YOUR INSTRUCTIONS.
Return the whole listing exactly as it stands.

Excerpts from point annotation data:
#####
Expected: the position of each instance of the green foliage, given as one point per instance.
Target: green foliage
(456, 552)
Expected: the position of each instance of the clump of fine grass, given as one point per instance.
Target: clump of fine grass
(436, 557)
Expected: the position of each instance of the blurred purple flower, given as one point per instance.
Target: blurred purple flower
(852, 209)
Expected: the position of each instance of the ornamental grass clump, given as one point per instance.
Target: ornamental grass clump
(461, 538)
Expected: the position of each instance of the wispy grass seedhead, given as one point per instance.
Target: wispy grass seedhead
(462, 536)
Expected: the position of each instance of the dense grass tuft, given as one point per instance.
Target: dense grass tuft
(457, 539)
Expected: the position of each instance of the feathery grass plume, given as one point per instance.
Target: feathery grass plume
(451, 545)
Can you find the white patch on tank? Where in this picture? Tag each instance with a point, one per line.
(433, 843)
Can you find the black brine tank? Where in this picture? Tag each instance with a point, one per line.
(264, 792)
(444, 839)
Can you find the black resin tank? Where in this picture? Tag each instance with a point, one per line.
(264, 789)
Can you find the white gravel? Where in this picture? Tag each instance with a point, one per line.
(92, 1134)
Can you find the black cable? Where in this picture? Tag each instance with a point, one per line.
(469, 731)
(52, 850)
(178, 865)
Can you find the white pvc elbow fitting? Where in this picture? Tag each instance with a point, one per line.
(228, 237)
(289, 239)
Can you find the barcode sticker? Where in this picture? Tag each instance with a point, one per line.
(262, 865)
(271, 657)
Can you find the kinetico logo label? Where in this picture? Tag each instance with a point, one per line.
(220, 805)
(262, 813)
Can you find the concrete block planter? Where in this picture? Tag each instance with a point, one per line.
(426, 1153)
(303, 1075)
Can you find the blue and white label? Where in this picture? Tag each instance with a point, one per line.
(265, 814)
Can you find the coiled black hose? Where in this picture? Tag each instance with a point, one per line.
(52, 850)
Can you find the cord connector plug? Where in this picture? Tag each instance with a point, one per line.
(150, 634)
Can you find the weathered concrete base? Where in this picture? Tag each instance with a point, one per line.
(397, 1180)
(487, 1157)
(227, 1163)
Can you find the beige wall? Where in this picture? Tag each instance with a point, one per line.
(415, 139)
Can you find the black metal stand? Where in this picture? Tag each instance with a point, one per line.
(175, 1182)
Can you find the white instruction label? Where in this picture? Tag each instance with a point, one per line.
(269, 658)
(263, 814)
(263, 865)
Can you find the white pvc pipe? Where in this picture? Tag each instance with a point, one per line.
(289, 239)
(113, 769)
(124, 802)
#####
REPLY TO THE EXERCISE.
Expected: the position of each instance of the green foliage, given as one point per instance.
Target: green foliage
(456, 552)
Expected: the position of each instance of the clump of fine grass, given as one point per instance.
Target: clump of fine grass
(436, 557)
Expected: the position of each instance of the blurred purple flower, given as one point per instance.
Target: blurred purple flower
(852, 209)
Expected: the position of each instance of the ornamental grass clump, given as one point per instance.
Target: ornamental grass clump
(461, 538)
Expected: the position of each instance of the wispy grass seedhead, given as one point per instance.
Target: wispy grass seedhead
(462, 536)
Expected: the position of each instance of the dense grass tuft, given as one point per instance.
Target: dense grass tuft
(457, 539)
Expected: the position of each instance of the feathery grass plume, given as one point per instance.
Target: feathery grass plume
(451, 545)
Can you find the white patch on tank? Where in this picture? Tag each instance with a point, one per line.
(433, 843)
Can you find the black brine tank? Where in this picture? Tag each instance with a point, one per line.
(264, 792)
(444, 839)
Can you find the black resin tank? Where in this picture? Tag each instance with a point, one per line.
(264, 789)
Can you find the white gravel? Where in this picture? Tag each instance with a point, one per line.
(92, 1134)
Can you find the black cable? Where in this picture? Tag each instance with a point, one per line.
(469, 731)
(52, 850)
(178, 865)
Can you find the white pvc elbow fitting? Where in this picture? Tag each instance with a point, one per line.
(228, 237)
(289, 239)
Can you find the barcode sticker? Where in this picture? Tag each instance with a point, one per line.
(262, 865)
(271, 657)
Can you find the kinetico logo label? Where in this picture? Tag each instance with a point, one per line.
(220, 805)
(262, 813)
Can you find the concrete block planter? Where in this picture? Tag each instance with a point, one per line.
(426, 1153)
(303, 1075)
Can you find the blue and white label? Where in this picture? Tag each instance with a point, one per line.
(265, 814)
Can you find the coiled black hose? Where in this picture? Tag each instance with a point, one per line.
(52, 850)
Can you find the cord connector plug? Where in this picture? Tag each instance with a point, one per line.
(150, 634)
Can you find the weathered concrete base? Where in this picture? Tag each instance with a point, one per line.
(397, 1180)
(487, 1157)
(227, 1163)
Can you find the beige wall? Where in this picture? Tag each instance with a point, one per line.
(415, 139)
Can you find the black metal stand? Where in this picture? Tag each instance with a point, one per line.
(175, 1182)
Can you find the white instruction label? Where in this picture? Tag each instance with a point, one per line.
(269, 658)
(263, 814)
(263, 865)
Can you find the white pvc pipe? Where in this picture? Tag each instance with a point, one per line.
(289, 239)
(113, 769)
(124, 802)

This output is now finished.